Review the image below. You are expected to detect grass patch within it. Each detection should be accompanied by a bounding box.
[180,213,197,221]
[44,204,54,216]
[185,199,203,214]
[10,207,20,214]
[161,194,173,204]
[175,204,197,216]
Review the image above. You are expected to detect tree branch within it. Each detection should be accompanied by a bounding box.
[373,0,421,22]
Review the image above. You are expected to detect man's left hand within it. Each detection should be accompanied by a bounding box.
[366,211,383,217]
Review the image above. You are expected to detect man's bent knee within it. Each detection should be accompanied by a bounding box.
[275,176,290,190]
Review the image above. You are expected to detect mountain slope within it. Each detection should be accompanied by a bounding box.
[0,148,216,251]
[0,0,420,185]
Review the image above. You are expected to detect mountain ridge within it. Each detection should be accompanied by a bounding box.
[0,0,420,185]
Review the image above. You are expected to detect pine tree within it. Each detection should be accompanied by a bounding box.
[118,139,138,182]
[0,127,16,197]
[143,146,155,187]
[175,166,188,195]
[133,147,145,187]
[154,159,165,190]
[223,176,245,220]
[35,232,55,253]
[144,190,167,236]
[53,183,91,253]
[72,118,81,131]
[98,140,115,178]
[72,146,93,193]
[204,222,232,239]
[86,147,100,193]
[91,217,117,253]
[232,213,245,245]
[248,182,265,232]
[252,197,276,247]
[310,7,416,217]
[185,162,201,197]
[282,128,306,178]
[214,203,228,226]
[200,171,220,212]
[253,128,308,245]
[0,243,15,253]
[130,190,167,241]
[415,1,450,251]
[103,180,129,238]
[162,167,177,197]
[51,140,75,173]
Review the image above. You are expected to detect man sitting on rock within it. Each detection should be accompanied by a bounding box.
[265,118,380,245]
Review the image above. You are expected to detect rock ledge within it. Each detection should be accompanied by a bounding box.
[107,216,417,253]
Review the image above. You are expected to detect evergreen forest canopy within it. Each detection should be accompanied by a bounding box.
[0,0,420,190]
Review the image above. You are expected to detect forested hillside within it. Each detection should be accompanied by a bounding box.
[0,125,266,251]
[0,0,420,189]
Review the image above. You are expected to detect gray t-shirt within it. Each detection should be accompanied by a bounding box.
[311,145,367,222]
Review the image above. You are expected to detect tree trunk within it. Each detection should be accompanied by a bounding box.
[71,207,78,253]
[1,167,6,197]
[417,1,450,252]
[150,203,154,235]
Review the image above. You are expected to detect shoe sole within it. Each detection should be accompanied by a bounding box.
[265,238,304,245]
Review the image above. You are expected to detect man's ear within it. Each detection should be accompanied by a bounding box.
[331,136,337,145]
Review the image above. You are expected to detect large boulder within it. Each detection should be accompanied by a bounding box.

## Work task
Each record above is to be reproduced word for word.

## Answer for the task
Review the image below. You are expected to detect grass patch within it. Each detection should be accompanied by a bounding box.
[180,213,197,221]
[44,204,54,216]
[185,199,203,214]
[10,207,20,214]
[161,194,173,204]
[175,204,197,216]
Review the image above. You are expected to detect tree branch within it. Each detection should be accompanied by a bounding box.
[373,0,421,22]
Review the image above. You are expected to detect man's left hand within it. Each detection should be accompanied by a bounding box.
[366,211,383,217]
Review the image above. You are expected to detect man's bent knee within it. Each detection should be accompanied by a bounding box.
[275,176,290,190]
Review the image above. You are expected to detect mountain slope within it. Each detection should be accompanied by a bounding box.
[0,148,216,251]
[0,0,420,185]
Review the image above. You are expected to detect mountain ridge within it. Each detection should be accompanied by a bounding box.
[0,0,420,185]
Review the image above. You are expected to detect pine tree within it. Each detection should be accompanied by a bounding box.
[118,139,138,182]
[0,127,16,197]
[143,146,155,187]
[175,166,188,195]
[133,147,145,187]
[154,159,165,190]
[223,176,245,220]
[35,232,55,253]
[144,190,167,236]
[53,183,91,253]
[72,118,81,131]
[98,140,115,178]
[72,146,93,193]
[204,222,232,239]
[86,147,100,193]
[91,217,117,253]
[232,213,245,245]
[248,182,265,232]
[252,197,276,247]
[310,7,416,217]
[185,162,201,197]
[282,128,306,178]
[214,203,228,226]
[200,171,220,212]
[253,128,308,245]
[0,243,15,253]
[130,190,167,241]
[415,1,450,251]
[103,180,129,238]
[162,167,177,197]
[51,140,75,173]
Review the image above. You are expected to detect man sitting on rock within it. Each detection should be accompanied by a bounding box.
[265,118,380,245]
Review the image above. You are expected to detect rock ledge within it. Each detection should be accompanied by a bounding box.
[107,216,417,253]
Review the image above. You are expected to detect evergreen forest canopy within it. Each detection should be accompanied by a bounding box.
[0,0,420,190]
Review the image above. You are expected to detect forested hillside within it. Each detection should be accompanied by a bounding box.
[0,125,266,251]
[0,0,420,189]
Review the image above. You are expected to detect gray t-shirt within it. Each detection should be accompanied by a bounding box.
[311,145,367,222]
Review the image above. You are expected to detect tree trunk within it. Each detection should be accompanied by a bounding box.
[71,207,78,253]
[1,167,6,197]
[417,1,450,252]
[150,203,154,235]
Review the image above. You are expected to detect shoe sole within it. Each detection should be accompanied by a bounding box.
[265,238,304,245]
Review the image above. You are expected to detect man's ear within it. Each detection should be accompanied by a bounding box.
[331,136,337,145]
Review the image above. You are expected to detect large boulder within it. Each detection should be accompanied by a bounding box.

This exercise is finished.